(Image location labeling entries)
- - - -

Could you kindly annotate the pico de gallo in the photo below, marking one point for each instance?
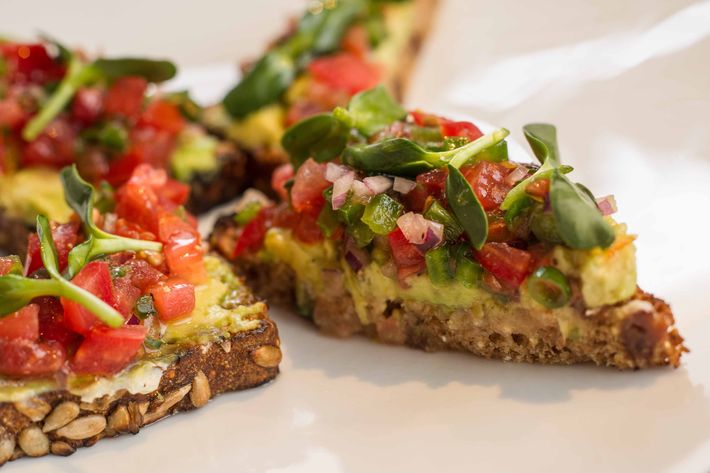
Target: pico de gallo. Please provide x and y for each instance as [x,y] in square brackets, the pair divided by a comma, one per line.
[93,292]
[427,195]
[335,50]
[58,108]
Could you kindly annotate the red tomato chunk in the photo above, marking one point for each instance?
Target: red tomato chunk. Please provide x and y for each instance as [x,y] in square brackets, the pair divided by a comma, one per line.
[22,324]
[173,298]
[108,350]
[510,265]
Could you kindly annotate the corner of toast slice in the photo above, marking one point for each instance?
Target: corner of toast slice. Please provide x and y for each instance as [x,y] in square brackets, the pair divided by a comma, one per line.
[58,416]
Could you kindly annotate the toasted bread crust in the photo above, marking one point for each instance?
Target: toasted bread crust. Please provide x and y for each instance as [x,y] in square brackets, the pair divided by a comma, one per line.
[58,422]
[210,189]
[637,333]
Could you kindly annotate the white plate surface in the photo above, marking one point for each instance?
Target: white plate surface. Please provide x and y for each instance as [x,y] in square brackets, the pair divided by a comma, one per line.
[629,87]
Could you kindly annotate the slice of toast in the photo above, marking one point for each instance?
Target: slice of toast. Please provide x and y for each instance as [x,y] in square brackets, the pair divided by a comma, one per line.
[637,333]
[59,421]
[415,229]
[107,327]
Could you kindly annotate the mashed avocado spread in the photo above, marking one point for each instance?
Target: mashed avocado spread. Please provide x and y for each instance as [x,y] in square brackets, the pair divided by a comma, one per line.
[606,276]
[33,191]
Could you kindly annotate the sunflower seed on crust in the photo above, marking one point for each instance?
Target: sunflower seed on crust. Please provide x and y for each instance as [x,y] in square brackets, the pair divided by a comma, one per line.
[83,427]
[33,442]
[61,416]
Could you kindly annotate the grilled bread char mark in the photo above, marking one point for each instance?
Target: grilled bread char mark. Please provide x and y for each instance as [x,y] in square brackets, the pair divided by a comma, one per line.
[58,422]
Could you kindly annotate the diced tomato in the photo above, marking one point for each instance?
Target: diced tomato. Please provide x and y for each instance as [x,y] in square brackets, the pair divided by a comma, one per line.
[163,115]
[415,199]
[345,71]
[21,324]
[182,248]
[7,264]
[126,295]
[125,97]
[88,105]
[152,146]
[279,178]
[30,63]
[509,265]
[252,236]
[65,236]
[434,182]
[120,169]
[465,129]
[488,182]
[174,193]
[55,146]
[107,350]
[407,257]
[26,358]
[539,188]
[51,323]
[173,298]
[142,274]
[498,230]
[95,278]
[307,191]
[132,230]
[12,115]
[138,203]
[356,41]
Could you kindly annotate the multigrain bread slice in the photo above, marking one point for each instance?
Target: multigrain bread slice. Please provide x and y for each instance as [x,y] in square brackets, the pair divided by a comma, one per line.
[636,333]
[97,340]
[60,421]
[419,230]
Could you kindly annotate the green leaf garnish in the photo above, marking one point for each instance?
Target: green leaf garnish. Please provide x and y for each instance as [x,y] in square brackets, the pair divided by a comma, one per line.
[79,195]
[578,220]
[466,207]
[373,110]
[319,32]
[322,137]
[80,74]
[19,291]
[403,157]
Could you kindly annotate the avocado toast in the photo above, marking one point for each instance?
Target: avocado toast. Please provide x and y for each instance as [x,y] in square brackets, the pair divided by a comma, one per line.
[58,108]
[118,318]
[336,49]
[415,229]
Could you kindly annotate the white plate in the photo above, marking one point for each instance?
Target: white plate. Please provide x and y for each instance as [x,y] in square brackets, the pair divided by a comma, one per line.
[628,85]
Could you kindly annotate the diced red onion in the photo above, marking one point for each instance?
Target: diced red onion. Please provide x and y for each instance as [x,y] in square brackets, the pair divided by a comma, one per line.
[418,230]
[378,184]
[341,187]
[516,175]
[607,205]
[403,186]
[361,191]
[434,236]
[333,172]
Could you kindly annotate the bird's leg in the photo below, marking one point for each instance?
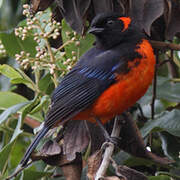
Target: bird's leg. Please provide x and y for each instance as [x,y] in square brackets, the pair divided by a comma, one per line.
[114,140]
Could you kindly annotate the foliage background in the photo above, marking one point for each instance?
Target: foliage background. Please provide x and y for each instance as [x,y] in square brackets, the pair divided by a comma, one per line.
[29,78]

- - - -

Repeat only the lines from the line with "Could you kindly annotate the white plate in" to the end of the entries, including both the first and the last line, and drop every picture.

Could you kindly annotate the white plate in the photo above, marking one point for each instance?
Target: white plate. Please provide x and y for each instance as [x,y] in square brackets, the pair divided by a comma, one per line.
[628,85]
Could you kindly annotate the diced red onion in the photo above, marking one point for each instance?
Target: diced red onion. Please provide x and y for each instance as [x,y] in square brackets, the pair divided by a comma, one per line.
[418,230]
[378,184]
[341,187]
[516,175]
[607,205]
[403,186]
[361,191]
[434,236]
[333,172]
Could you kindly annotate the bird's leg in the photo below, marking one point for each instance?
Target: bird's leg. Please provide x and y for each instance as [x,y] in square brackets, the pair divided by a comma, one per line.
[114,140]
Could you kindly annotate the foliage background in the photo above, marking one point for each instance?
Target: foliage background. Please provide x and y for each instance as [x,y] in square brackets, the pair divided by a comma, one per line.
[29,78]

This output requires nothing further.